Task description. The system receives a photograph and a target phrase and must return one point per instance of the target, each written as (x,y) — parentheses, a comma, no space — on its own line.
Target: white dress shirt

━━━━━━━━

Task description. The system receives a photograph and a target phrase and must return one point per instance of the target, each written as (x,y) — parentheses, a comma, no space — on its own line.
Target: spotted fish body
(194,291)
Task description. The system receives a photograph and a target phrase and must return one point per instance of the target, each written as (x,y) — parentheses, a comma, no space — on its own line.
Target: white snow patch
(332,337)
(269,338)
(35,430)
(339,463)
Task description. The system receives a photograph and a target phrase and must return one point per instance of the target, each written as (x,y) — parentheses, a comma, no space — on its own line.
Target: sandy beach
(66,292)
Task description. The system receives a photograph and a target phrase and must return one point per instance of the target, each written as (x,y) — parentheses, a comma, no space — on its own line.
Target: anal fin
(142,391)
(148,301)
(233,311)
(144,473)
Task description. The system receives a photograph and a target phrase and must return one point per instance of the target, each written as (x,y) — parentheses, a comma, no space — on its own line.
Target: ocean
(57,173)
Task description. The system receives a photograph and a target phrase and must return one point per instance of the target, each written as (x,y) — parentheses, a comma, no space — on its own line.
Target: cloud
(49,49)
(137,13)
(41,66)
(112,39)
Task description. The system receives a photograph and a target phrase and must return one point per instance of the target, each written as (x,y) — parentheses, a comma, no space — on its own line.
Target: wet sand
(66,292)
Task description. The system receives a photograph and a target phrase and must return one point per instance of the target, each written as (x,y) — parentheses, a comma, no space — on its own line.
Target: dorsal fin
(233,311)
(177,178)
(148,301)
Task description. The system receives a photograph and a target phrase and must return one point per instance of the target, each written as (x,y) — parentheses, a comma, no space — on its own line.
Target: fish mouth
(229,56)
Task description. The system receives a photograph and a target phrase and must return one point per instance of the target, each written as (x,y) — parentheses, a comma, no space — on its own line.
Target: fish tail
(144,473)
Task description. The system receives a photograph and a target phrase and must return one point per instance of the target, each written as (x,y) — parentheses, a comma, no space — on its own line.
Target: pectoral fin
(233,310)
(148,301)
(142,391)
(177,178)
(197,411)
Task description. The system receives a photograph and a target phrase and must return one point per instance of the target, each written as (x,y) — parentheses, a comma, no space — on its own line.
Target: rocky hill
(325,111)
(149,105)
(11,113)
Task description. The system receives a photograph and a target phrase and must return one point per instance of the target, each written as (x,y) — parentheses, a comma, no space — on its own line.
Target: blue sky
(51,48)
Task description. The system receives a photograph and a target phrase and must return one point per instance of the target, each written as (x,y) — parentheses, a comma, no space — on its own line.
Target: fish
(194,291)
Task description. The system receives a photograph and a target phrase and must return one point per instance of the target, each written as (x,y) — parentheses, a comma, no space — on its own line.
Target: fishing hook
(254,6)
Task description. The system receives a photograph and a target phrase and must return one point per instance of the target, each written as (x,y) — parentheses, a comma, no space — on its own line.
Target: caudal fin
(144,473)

━━━━━━━━

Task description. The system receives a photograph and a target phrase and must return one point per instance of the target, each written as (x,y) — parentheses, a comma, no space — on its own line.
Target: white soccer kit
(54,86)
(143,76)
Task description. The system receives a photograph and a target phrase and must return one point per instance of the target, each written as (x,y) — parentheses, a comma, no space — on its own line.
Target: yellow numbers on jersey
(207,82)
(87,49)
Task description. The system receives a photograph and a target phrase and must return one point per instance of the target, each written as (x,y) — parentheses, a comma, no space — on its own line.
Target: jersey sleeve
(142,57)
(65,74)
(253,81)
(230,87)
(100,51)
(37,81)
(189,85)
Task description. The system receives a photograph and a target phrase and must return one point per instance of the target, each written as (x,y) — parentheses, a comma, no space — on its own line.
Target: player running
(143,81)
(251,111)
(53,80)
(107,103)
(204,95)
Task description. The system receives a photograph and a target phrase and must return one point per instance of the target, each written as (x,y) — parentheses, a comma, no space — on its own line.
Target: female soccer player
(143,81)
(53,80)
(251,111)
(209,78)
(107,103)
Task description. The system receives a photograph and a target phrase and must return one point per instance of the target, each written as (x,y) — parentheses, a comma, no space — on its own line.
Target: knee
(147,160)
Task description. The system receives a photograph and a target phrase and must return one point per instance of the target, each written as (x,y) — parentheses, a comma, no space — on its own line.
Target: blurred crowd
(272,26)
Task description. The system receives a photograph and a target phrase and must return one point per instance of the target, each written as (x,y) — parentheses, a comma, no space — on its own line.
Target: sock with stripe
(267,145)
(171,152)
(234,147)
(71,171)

━━━━━━━━

**Task goal**
Gather every line of the entries above that contains the word "jersey" and copy each one out. Case counts.

**The solution**
Target: yellow numbers on jersey
Target: jersey sleeve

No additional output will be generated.